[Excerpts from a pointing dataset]
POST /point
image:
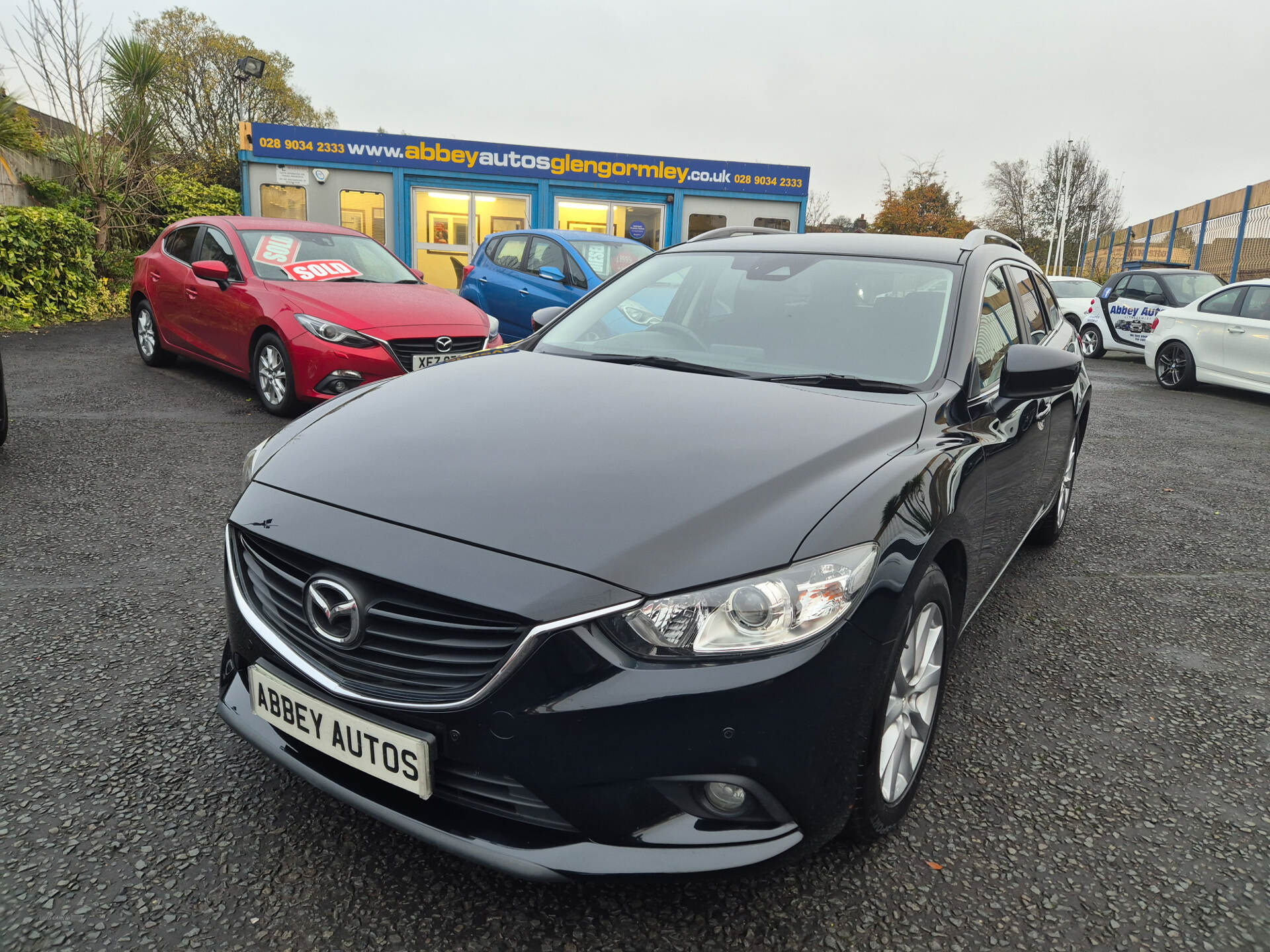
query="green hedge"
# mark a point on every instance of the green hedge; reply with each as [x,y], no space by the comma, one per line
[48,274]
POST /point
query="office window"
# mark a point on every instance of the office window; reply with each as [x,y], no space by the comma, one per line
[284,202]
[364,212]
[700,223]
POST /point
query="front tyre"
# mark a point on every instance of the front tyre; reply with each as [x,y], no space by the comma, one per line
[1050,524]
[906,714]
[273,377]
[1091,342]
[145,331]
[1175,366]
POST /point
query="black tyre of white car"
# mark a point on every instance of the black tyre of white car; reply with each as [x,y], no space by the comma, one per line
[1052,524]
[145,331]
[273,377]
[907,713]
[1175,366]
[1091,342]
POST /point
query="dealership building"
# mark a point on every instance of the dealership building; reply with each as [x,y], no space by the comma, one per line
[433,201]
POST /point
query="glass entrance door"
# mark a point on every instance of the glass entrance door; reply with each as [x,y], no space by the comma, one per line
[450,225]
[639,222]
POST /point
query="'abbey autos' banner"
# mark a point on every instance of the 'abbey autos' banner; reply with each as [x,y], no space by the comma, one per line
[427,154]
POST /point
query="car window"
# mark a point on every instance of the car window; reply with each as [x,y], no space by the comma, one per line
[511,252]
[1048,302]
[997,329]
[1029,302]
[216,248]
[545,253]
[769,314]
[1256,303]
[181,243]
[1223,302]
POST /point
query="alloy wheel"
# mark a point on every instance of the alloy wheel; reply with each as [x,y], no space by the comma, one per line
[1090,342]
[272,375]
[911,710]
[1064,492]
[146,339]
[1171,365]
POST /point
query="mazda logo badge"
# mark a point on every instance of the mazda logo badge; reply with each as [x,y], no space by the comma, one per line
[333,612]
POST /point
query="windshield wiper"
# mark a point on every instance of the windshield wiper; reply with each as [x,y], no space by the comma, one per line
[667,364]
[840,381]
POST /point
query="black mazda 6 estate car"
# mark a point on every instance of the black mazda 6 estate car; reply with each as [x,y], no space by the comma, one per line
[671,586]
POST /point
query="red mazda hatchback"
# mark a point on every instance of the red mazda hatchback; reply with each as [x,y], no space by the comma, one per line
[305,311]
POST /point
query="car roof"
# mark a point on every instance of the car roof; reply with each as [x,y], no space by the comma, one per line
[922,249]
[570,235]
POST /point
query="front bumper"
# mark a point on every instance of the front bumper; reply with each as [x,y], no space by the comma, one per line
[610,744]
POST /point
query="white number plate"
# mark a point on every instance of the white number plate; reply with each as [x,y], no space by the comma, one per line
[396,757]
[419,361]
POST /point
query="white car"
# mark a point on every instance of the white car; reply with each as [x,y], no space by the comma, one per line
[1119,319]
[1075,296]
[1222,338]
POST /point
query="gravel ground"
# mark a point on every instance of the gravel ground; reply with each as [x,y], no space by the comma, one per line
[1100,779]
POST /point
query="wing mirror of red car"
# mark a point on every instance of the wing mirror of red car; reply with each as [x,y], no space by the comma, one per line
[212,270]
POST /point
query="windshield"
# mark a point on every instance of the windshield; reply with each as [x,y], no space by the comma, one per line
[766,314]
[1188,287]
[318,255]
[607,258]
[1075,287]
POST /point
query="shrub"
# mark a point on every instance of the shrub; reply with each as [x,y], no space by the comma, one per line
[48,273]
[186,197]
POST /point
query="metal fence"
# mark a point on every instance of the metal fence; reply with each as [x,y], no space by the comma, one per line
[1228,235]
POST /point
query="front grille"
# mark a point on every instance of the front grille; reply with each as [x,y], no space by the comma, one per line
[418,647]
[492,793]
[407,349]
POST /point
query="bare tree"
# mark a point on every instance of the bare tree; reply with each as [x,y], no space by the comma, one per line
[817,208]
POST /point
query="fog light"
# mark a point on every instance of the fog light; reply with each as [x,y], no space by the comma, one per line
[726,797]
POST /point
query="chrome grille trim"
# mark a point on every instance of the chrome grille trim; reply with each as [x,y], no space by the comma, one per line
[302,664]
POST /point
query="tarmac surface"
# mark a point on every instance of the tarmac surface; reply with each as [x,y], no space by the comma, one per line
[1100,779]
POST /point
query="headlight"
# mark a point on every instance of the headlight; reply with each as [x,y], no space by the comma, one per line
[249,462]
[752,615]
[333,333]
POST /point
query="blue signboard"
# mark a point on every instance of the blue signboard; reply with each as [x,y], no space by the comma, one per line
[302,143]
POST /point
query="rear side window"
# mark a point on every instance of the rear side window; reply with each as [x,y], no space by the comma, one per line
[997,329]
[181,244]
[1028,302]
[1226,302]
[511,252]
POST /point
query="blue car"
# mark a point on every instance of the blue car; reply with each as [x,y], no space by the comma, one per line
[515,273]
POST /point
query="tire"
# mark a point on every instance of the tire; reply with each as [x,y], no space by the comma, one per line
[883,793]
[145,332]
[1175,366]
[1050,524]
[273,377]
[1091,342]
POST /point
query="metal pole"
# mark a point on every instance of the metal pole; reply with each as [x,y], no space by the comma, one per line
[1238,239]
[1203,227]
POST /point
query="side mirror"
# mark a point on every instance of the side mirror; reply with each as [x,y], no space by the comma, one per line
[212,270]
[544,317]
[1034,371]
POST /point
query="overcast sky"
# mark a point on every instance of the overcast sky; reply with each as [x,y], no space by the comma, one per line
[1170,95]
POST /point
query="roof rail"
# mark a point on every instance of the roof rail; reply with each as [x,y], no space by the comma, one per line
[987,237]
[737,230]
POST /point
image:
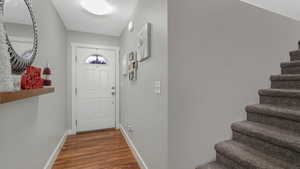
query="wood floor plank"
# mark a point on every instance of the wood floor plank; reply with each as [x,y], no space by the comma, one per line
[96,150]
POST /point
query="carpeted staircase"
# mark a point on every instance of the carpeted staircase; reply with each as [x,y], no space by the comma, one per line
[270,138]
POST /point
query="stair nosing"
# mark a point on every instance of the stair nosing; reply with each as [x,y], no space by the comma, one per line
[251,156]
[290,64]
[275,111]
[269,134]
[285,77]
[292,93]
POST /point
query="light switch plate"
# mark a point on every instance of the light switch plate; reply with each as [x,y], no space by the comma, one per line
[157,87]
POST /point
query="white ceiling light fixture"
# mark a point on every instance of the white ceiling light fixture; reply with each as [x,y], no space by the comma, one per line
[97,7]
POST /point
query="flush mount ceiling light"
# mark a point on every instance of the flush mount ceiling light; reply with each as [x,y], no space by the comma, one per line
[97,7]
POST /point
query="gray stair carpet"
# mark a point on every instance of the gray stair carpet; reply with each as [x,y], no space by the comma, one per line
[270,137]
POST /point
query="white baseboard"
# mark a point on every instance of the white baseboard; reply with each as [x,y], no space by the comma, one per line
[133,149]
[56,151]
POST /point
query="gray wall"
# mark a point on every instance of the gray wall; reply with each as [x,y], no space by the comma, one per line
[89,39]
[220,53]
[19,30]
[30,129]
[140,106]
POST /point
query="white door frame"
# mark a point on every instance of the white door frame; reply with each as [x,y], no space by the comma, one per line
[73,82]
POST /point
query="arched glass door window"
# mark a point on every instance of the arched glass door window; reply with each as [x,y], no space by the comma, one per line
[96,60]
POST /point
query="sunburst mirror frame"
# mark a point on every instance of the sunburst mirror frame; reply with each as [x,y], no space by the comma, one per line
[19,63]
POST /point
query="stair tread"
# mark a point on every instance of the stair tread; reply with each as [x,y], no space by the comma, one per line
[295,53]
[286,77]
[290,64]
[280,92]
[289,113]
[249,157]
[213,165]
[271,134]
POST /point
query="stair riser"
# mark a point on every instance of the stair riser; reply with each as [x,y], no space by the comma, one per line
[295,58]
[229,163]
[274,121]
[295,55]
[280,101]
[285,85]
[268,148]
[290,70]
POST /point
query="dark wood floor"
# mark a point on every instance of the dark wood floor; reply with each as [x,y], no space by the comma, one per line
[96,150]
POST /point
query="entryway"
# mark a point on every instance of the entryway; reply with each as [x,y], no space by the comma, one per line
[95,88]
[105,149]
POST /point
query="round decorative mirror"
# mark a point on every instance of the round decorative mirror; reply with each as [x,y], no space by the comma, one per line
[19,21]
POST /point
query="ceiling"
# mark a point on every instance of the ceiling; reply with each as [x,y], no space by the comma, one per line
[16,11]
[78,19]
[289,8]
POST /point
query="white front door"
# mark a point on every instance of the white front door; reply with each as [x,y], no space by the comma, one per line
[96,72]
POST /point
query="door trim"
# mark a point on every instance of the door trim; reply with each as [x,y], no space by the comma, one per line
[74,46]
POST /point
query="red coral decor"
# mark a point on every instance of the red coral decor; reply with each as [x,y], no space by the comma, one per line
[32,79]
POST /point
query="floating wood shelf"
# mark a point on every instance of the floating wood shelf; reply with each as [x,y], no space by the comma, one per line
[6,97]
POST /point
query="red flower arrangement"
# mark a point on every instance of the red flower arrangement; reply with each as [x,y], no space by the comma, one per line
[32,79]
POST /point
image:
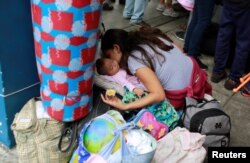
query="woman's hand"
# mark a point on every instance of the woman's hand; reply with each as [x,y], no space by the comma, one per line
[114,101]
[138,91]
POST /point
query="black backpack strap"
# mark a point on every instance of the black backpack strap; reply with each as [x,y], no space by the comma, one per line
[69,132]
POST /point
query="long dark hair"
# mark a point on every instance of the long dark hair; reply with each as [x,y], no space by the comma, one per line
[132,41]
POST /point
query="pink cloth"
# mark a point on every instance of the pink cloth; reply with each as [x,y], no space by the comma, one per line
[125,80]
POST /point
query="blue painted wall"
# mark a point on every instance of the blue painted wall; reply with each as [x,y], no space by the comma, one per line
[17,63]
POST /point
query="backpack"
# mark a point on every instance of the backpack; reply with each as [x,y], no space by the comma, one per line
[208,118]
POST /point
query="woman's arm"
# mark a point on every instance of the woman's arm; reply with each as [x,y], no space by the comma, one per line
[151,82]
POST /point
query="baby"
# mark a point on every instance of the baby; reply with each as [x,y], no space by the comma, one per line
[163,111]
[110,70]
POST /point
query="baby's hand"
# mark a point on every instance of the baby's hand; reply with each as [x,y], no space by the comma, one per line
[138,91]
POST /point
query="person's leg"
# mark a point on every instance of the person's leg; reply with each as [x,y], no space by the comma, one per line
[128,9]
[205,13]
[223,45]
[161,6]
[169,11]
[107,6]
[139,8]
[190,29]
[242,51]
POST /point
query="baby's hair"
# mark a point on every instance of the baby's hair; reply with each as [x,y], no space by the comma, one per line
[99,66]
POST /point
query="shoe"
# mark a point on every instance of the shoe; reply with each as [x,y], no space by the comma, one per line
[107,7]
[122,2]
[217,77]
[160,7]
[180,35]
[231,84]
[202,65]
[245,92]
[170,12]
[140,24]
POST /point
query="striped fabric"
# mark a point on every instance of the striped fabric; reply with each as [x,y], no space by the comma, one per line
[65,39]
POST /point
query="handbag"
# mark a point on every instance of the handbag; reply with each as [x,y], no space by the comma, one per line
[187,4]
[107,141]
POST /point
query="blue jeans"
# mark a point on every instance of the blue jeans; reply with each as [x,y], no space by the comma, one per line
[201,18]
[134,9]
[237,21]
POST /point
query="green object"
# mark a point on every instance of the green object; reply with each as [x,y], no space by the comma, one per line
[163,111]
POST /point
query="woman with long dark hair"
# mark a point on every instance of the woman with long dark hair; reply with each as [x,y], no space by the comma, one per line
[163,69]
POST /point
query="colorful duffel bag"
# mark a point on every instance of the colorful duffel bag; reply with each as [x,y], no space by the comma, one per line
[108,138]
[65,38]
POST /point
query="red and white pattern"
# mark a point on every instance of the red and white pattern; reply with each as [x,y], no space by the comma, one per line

> EXERCISE REQUIREMENTS
Pull out every line of the material above that contains the string "logo", copying each line in full. Case counts when matching.

> RESULT OF THIS EXERCISE
query="mazda logo badge"
# mark a point on every instance of the mazda logo badge; reply with each as [x,y], no space by the comma, one per line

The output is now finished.